What the exercise asks: Update the material below by replacing every "marking one point per instance" with "placing a single point on each instance" and leaving the rest unchanged.
───── Extracted information
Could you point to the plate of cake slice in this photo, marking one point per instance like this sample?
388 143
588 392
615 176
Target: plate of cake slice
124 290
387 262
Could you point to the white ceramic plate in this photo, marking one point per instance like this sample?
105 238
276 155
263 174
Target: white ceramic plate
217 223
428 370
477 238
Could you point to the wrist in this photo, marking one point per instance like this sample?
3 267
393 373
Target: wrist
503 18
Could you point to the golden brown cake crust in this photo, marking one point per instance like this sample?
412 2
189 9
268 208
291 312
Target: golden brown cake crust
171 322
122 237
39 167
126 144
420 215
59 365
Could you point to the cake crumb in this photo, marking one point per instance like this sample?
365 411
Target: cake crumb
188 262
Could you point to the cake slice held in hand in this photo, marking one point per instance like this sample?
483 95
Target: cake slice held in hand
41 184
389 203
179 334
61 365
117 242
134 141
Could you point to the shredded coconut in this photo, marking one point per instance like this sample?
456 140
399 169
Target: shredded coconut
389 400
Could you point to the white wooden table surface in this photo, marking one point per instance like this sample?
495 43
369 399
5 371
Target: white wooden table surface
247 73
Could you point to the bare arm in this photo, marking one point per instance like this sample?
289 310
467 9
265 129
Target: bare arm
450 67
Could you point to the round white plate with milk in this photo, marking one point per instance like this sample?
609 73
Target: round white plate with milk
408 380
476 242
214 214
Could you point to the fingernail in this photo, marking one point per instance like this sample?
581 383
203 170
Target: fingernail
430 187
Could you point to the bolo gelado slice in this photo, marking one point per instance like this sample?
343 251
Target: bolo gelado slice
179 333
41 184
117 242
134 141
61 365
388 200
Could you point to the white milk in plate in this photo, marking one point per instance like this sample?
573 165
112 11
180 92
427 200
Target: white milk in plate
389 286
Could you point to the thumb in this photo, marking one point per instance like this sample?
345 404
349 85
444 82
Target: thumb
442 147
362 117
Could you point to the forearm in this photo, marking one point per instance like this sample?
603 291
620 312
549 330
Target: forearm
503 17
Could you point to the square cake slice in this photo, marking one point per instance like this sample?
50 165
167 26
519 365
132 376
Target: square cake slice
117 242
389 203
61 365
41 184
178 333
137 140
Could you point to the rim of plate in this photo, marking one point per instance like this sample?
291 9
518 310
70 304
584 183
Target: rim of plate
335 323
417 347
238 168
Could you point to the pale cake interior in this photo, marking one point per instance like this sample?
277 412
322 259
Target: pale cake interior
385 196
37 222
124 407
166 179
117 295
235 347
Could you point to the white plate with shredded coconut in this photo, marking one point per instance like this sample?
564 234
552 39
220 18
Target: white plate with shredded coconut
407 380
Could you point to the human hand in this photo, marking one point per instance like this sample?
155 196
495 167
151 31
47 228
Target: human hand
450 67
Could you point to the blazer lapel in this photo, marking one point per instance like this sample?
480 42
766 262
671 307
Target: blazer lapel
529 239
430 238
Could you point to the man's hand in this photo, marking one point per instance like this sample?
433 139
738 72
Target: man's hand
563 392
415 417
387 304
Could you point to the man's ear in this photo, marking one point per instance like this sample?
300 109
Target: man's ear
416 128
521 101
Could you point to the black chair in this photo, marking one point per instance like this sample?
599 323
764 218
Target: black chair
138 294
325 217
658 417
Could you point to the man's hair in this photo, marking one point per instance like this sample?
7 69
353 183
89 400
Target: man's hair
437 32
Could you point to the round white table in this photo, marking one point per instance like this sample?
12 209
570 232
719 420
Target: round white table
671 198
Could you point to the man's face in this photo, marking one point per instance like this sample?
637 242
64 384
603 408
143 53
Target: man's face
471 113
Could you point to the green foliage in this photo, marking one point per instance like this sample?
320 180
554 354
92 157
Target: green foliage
──────────
Full response:
Could you point to the plate of cake slice in this photo, placing a single point on each instance like this sample?
388 143
588 392
615 176
Target: plate of cake slice
124 290
387 262
Could you point to the white ceramic plate in this photo, placing a single point on each instance like this sample?
105 238
276 155
263 174
Target: white ceramic plate
217 223
428 370
477 238
Could you point to the wrist in this photo, placing a single point on each instance like this sample?
3 267
393 373
Target: wrist
503 18
Could you point to the golden brown cake crust in this photo, placing a single point on each instance like this sample?
412 2
189 9
268 208
291 312
Target: golden brown cake crust
171 322
122 237
39 167
126 144
420 215
59 365
Could you point to the cake crumb in this photo, placing a single point on each instance like this sample?
365 411
Target: cake crumb
188 262
Could you point to the cake slice held in hand in this photo, placing a single point on each instance like this sample?
483 95
Target: cake slice held in hand
41 184
389 203
179 334
61 365
117 242
134 141
Could you point to the shredded coconut in this photo, placing a single point on each instance like this sample?
456 140
399 169
Target: shredded coconut
389 400
Could you point to the white wooden table surface in this photo, placing a single point on each instance like this sample?
495 43
369 399
5 371
Target: white wooden table surface
247 73
Could you point to the bare arm in this photo, placing a single point on each instance like this sample?
289 310
467 9
265 129
Target: bare arm
450 67
Could you point to the round white plate with milk in this photo, placing a single point on each instance like this sample?
609 73
Target: round white plate with milk
408 380
476 242
214 214
Could you point to the fingernail in this photo, placing a single point on each instance like this sample?
581 383
203 170
Target: fingernail
430 187
Could you point to the bolo gelado slice in this photo, placing a single point on each instance like this sample?
343 251
Target: bolo gelado slice
179 333
41 184
117 242
134 141
61 365
388 200
Could you point to the white milk in plate in this photo, placing a single point on each instance like this sample?
573 165
112 11
180 92
427 200
Target: white milk in plate
389 286
Could you point to the thumb in this photo, placing a single point on each instance like this sample?
345 404
349 85
444 82
Target: thumb
442 147
362 117
Could you point to the forearm in this photo, placing a single point on each instance like this sample?
603 291
620 312
549 330
Target: forearm
503 17
Could you point to the square cake slice in this photo, placing a single point on each instance like this sample?
50 165
167 26
519 365
132 376
Target: square cake slice
117 242
389 203
61 365
41 184
178 333
137 140
Could you point to the rim of plate in this photo, placing a single point on each instance like this sample?
291 9
518 310
70 304
584 183
Target: rim of plate
335 323
417 347
238 168
Could you point to the pale cake interior in this photo, placing a single point on each instance like this sample?
277 412
322 259
Target: pale cake interior
385 196
37 222
124 407
166 179
117 295
235 347
Could you point to the white plate with shredded coconut in this photo, placing a single point on each instance like this sample?
564 234
552 39
220 18
Target: white plate with shredded coconut
407 380
Could you point to the human hand in this photo, placing a single point on each instance like this sample?
155 196
495 167
151 31
47 228
Target: human hand
450 67
Could you point to the blazer lapel in this photo, placing a single point on each instance like this sample?
480 42
766 262
671 307
Target: blazer lapel
529 239
430 238
Could you point to the man's hand in this photo, placing a single point on each instance like this sample?
433 139
738 72
Target: man's hand
563 392
415 417
387 304
Could you point to the man's ear in this photo, placing a single point on each instance like this sample?
300 109
Target: man's ear
416 128
521 101
Could you point to the black chair in this photo, placing a single point on each instance like this sample?
599 323
764 218
Target: black chair
138 294
325 217
658 417
Could you point to the man's hair in this photo, placing a single point on each instance like this sample?
7 69
353 183
89 400
Target: man's hair
437 32
Could you point to the round white table in this photo, placing a single point on each instance like this sample?
12 209
570 232
719 420
Target: round white table
671 198
Could you point to the man's face in this photo, placing a single point on each instance like this sample?
637 242
64 384
603 408
143 53
Target: man's face
471 113
Could you point to the green foliage in this photo, placing a single point on each instance like this sample?
320 180
554 354
92 157
Target: green foliage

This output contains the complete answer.